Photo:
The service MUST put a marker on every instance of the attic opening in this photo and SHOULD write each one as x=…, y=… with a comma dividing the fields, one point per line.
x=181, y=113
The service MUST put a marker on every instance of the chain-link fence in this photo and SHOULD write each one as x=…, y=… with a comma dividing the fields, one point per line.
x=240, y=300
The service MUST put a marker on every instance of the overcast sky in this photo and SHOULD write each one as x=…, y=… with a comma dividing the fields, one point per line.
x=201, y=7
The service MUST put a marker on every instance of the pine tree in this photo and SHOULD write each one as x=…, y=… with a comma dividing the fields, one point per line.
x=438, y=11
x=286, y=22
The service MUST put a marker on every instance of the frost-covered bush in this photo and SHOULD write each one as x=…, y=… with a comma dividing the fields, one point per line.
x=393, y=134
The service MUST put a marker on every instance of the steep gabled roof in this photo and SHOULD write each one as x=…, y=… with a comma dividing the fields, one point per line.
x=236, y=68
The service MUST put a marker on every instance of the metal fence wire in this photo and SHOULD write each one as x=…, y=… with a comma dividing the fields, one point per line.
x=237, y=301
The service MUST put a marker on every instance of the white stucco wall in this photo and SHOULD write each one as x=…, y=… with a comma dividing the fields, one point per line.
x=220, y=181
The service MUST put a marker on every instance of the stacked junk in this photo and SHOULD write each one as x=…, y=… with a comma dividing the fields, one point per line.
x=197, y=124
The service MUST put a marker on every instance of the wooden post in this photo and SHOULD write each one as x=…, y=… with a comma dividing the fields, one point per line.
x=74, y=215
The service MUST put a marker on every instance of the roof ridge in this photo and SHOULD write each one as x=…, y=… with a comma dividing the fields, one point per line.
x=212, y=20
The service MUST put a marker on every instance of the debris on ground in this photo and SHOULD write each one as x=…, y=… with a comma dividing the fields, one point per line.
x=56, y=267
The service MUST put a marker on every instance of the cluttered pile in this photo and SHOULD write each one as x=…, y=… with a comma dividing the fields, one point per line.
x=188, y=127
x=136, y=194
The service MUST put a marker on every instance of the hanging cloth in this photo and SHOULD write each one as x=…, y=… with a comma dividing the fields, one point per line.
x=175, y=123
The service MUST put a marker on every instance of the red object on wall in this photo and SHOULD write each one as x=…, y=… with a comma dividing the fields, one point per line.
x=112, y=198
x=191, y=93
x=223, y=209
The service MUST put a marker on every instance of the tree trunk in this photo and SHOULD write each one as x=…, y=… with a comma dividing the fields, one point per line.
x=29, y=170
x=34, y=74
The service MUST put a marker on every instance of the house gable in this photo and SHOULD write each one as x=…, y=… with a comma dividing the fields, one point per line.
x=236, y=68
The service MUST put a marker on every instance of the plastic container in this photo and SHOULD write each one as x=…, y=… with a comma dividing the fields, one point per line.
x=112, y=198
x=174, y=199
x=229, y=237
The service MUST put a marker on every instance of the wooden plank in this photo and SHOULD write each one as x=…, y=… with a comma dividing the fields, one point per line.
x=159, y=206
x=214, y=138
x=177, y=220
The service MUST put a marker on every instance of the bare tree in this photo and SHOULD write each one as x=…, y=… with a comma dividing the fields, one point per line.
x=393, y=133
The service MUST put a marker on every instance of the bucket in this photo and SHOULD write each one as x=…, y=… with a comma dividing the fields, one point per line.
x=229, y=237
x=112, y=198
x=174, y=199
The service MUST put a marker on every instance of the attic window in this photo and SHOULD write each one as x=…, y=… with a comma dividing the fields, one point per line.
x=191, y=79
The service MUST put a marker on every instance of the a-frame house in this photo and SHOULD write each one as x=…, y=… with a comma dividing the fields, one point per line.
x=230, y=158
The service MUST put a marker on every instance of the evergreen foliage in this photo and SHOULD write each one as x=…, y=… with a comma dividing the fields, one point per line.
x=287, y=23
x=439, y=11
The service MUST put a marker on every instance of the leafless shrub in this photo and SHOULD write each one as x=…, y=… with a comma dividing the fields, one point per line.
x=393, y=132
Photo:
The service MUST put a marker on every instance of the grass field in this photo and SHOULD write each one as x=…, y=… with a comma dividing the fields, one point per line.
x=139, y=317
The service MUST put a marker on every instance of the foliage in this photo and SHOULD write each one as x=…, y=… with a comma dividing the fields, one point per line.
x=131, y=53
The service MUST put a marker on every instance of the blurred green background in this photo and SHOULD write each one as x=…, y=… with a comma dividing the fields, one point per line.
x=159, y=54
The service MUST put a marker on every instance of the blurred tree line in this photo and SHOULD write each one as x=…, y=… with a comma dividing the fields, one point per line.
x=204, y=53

++++++

◆ Request
Rewrite all of the data above as a numbered list, one line per number, and leave out any blank lines.

◆ Exercise answer
1. Photo:
2. The service MUST put a marker on every instance of the attic opening in this photo and SHOULD write each one as x=…, y=… with a comma dividing the fields, one point per line.
3. x=181, y=113
4. The service MUST put a marker on every instance of the chain-link fence in this photo and SHOULD write each one as x=…, y=… with a comma dividing the fields, one point per line.
5. x=240, y=300
6. The service MUST put a marker on every instance of the overcast sky in this photo and SHOULD write each one as x=…, y=… with a comma dividing the fields, one point per line.
7. x=201, y=7
8. The service MUST put a marker on every instance of the pine tree in this photo and SHOULD write each one as x=…, y=… with a comma dividing the fields, one point per line.
9. x=438, y=11
10. x=286, y=22
11. The service MUST put a marker on every instance of the frost-covered bush in this photo and SHOULD write each one as x=…, y=… with a comma dividing the fields, one point per line.
12. x=393, y=134
13. The service MUST put a marker on every instance of the steep gabled roof in this photo and SHOULD write each one as x=…, y=… with a comma dividing the fields, one point per line.
14. x=236, y=68
15. The service MUST put a marker on every instance of the metal fence wire in this photo and SHOULD write each one as x=…, y=… with a comma dividing the fields, one point per line.
16. x=237, y=301
17. The service MUST put a marker on every instance of the white stucco wall in this photo and SHOULD write each one as x=…, y=… with a comma dividing the fields, one point per line.
18. x=220, y=181
19. The service MUST put a marker on every instance of the stacked junk in this photo and SHOULD write each one as x=…, y=… with a comma dividing the fields, one point per line.
20. x=197, y=124
21. The service MUST put a marker on every instance of the wooden post in this photo and SHOULD write each one as x=…, y=… with a comma dividing the fields, one point per line.
22. x=74, y=215
23. The service MUST put a marker on every instance of the roof ridge in this photo and SHOULD write each one as x=…, y=… with a comma dividing the fields, one point per line.
24. x=212, y=20
25. The service MUST put a marker on every instance of the debris on ground in this photo and SHOULD write each one as x=…, y=… with a comma dividing the fields, one point per line.
26. x=56, y=267
27. The service MUST put a marker on every instance of the cluttered pile in this photo and SHOULD write each one as x=…, y=… with a comma dividing the fields, one point per line.
28. x=188, y=127
29. x=136, y=194
30. The service MUST put a marker on every instance of the hanging cloth in this photo and SHOULD write each one as x=…, y=… with a comma dividing the fields, one point per line.
31. x=175, y=123
32. The service MUST put a marker on every instance of the red object on wall in this photo and SHOULD write each one as x=…, y=… with a comma dividing the fields, one point per line.
33. x=112, y=198
34. x=191, y=93
35. x=223, y=209
36. The service MUST put a marker on every instance of the tree trunk in this photo and SHOULD write each one as x=…, y=… with a comma dividing the fields, one point per line.
37. x=29, y=170
38. x=34, y=74
39. The service MUST put a marker on every instance of the house gable in this photo and SHOULD write each one as x=…, y=… with a comma dividing the fields, one point per line.
40. x=236, y=68
41. The service MUST put a marker on every instance of the plastic container in this photo and SHOULD write each one as x=…, y=… with a comma dividing the fields, one point per line.
42. x=112, y=198
43. x=174, y=199
44. x=229, y=237
45. The service MUST put a marker on every instance of the wooden plank in this photo and SHOULD write each one as x=…, y=… with a comma dividing the fields, one point per line.
46. x=159, y=206
47. x=214, y=138
48. x=177, y=220
49. The service MUST put a marker on every instance of the bare tree in this photo and SHOULD write each one as x=…, y=… with a comma dividing the fields, one point per line.
50. x=393, y=133
51. The service MUST put a marker on every instance of the bucket in this photo and SHOULD write each one as x=…, y=… with a comma dividing the fields, one point per line.
52. x=229, y=237
53. x=112, y=198
54. x=174, y=199
55. The service MUST put a marker on every instance of the attic window in this photo and SHOULD write each one as x=…, y=… with a comma dividing the fields, one point per line.
56. x=191, y=79
57. The service MUST put a marker on every instance of the a-frame house in this photo and SHOULD write each one as x=…, y=… with a comma dividing the fields, one point per line.
58. x=230, y=158
59. The service MUST put a marker on every instance of the evergreen foliage in this photo and SHOULD write each one as x=…, y=… with a comma dividing the fields, one point per line.
60. x=287, y=23
61. x=439, y=11
62. The service MUST put a marker on every instance of the leafless shrub in this photo and SHOULD write each one as x=…, y=… with a comma dividing the fields, one point per line.
63. x=393, y=132
64. Photo:
65. The service MUST put a marker on every instance of the grass field in this photo and SHOULD write each one as x=…, y=… with a comma dividing the fields, one point per line.
66. x=139, y=317
67. The service MUST put a marker on every instance of the foliage in this photo and SHOULD write each one as x=…, y=… with a comma dividing the fields, one point per line.
68. x=131, y=53
69. The service MUST put a marker on every instance of the blurred green background in this photo and SHOULD write each one as x=…, y=… with a comma dividing the fields, one point per line.
70. x=159, y=54
71. The service MUST put a marker on every instance of the blurred tree line in this photo and SHOULD write each one as x=…, y=… with a comma dividing the fields, one point per line.
72. x=204, y=53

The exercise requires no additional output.